**HOW TO COMPLETE THIS TASK**
Leaving out every picture, transcribe the lines from the line that contains "Target: water" to the end of the entries below, both ends included.

[Image point grounding data]
====
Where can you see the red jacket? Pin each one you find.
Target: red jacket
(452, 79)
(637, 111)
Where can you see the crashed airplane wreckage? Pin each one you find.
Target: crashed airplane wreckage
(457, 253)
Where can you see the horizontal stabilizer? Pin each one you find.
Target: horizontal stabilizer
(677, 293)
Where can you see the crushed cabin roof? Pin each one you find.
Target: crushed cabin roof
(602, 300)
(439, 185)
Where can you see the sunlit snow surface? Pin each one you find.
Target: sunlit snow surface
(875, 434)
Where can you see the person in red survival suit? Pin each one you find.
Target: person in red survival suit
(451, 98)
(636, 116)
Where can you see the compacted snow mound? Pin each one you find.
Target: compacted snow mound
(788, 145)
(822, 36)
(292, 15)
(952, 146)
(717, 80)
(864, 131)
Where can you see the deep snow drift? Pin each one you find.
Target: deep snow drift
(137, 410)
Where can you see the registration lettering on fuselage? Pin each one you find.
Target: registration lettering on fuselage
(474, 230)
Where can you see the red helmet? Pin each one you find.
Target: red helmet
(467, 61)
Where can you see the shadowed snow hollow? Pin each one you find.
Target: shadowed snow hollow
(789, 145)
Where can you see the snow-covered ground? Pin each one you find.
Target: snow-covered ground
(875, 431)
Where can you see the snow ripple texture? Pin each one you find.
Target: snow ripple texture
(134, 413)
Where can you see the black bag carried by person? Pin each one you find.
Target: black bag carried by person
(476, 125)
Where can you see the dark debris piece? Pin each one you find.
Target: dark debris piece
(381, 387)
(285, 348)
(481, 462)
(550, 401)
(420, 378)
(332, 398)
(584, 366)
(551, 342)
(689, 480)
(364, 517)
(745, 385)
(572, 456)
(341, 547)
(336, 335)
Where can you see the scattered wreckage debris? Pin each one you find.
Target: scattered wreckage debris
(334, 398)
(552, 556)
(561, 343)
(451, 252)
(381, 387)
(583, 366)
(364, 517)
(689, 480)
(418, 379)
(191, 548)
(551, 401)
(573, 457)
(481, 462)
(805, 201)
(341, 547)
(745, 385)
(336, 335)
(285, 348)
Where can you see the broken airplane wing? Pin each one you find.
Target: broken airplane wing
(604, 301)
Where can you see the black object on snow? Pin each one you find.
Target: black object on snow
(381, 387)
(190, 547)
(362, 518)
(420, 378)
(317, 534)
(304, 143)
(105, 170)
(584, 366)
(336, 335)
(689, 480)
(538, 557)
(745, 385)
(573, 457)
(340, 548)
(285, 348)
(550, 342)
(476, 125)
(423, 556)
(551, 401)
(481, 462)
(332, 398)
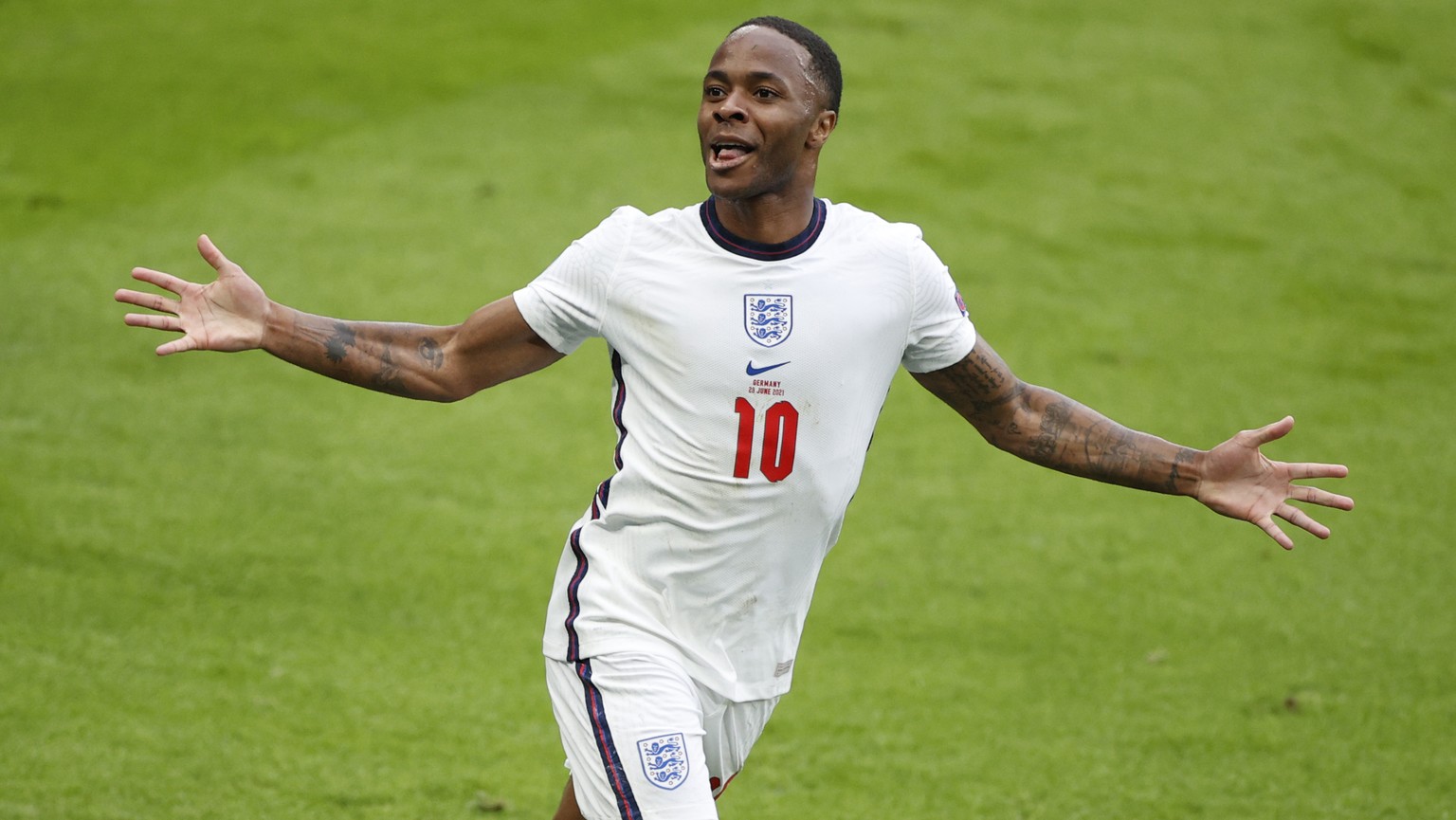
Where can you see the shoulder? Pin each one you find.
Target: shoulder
(860, 232)
(850, 220)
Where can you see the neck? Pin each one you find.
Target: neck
(769, 219)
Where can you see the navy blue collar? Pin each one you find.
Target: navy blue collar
(763, 251)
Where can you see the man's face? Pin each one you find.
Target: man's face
(760, 122)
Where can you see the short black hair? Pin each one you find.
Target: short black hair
(823, 60)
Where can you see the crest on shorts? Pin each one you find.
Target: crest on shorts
(768, 317)
(664, 760)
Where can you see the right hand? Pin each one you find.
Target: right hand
(226, 315)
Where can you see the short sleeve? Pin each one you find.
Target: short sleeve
(565, 303)
(941, 329)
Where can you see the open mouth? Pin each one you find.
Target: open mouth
(728, 155)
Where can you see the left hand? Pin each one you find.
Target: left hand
(1241, 483)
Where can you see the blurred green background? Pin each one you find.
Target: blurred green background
(231, 589)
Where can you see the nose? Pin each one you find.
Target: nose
(730, 108)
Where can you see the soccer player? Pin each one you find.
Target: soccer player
(753, 339)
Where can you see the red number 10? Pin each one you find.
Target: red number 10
(781, 431)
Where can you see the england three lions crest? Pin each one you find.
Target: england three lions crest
(664, 760)
(768, 318)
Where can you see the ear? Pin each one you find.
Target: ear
(823, 127)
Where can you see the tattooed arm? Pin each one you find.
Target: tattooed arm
(1051, 430)
(439, 363)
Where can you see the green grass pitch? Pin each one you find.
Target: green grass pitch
(230, 589)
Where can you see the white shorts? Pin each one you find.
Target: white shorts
(644, 740)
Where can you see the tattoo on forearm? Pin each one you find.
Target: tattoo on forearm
(1111, 450)
(1053, 426)
(388, 377)
(1184, 456)
(431, 352)
(338, 344)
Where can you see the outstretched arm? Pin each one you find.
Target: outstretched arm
(1051, 430)
(421, 361)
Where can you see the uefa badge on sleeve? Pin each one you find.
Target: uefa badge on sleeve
(664, 760)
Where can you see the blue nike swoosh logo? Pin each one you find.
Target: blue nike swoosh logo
(757, 371)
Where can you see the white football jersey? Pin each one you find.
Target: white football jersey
(747, 380)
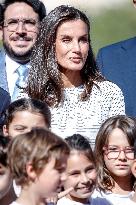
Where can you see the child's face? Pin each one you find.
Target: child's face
(121, 165)
(5, 181)
(23, 122)
(81, 175)
(49, 182)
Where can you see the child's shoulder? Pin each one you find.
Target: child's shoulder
(15, 203)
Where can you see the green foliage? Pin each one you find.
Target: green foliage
(112, 26)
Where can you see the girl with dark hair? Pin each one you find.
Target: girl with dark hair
(24, 114)
(114, 151)
(81, 173)
(64, 74)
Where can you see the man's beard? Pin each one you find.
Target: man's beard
(23, 57)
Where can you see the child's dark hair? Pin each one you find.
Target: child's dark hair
(4, 141)
(29, 104)
(82, 144)
(128, 127)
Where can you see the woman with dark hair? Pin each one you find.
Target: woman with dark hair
(64, 74)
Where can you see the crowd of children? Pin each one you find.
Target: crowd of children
(48, 169)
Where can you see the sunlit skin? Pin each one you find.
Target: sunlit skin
(120, 168)
(5, 181)
(81, 175)
(24, 121)
(133, 169)
(20, 42)
(42, 187)
(72, 47)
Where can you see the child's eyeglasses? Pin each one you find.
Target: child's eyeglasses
(113, 152)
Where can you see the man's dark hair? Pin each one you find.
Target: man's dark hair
(38, 7)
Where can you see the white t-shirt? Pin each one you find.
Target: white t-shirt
(96, 201)
(85, 117)
(114, 199)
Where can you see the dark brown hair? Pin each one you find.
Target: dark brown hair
(128, 126)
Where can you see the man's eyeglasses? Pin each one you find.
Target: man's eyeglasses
(28, 24)
(113, 152)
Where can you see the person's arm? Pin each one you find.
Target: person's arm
(117, 103)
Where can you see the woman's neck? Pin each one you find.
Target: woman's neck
(9, 197)
(71, 79)
(123, 185)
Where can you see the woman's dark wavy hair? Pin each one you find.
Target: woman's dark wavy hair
(128, 126)
(44, 81)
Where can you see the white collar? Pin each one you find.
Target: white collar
(12, 65)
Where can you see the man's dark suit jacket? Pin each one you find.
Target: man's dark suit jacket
(117, 62)
(4, 102)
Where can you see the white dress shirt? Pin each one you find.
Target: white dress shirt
(12, 76)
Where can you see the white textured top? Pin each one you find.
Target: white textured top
(85, 117)
(96, 201)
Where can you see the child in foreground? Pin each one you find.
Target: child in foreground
(114, 150)
(81, 173)
(7, 194)
(24, 114)
(37, 160)
(132, 199)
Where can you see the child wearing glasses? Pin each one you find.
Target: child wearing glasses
(37, 160)
(132, 199)
(114, 151)
(81, 173)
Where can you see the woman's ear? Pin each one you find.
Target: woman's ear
(133, 168)
(31, 172)
(5, 130)
(134, 2)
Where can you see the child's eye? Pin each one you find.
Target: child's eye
(90, 169)
(74, 174)
(66, 40)
(84, 39)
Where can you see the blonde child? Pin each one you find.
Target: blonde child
(7, 194)
(81, 173)
(37, 160)
(114, 151)
(24, 114)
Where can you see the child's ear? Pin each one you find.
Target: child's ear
(5, 130)
(31, 172)
(133, 168)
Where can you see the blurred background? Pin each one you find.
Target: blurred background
(111, 20)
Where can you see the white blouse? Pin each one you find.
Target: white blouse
(85, 117)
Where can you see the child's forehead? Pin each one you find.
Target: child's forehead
(2, 167)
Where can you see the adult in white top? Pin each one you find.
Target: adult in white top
(67, 78)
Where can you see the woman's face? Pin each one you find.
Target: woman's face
(24, 121)
(121, 165)
(72, 45)
(81, 175)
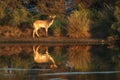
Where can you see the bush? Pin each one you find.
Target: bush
(78, 24)
(58, 28)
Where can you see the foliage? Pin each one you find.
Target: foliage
(59, 26)
(115, 28)
(78, 24)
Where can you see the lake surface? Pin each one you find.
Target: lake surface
(57, 62)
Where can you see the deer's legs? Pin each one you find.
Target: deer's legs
(33, 33)
(46, 31)
(37, 33)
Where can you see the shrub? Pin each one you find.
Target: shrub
(58, 28)
(78, 24)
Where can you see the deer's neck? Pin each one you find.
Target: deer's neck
(50, 21)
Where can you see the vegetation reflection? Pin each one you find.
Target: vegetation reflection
(79, 57)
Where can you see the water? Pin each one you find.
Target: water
(57, 62)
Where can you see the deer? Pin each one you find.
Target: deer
(42, 24)
(43, 58)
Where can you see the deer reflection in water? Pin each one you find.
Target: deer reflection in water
(45, 57)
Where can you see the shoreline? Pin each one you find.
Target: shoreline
(54, 40)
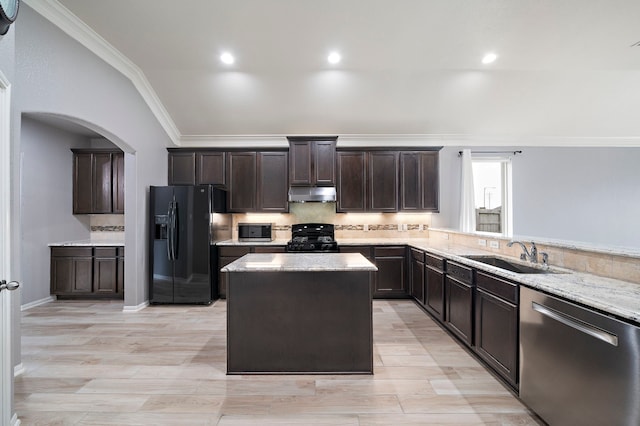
====
**YOUR RESPONSE**
Target: water
(57, 62)
Where can you see the deer? Pin each one you find.
Target: deer
(42, 24)
(43, 58)
Where can you see the deer reflection in water? Pin each one you find.
Target: deer reflection in water
(45, 57)
Where can you see the shoreline? Pin each one you find.
Target: shoreline
(54, 40)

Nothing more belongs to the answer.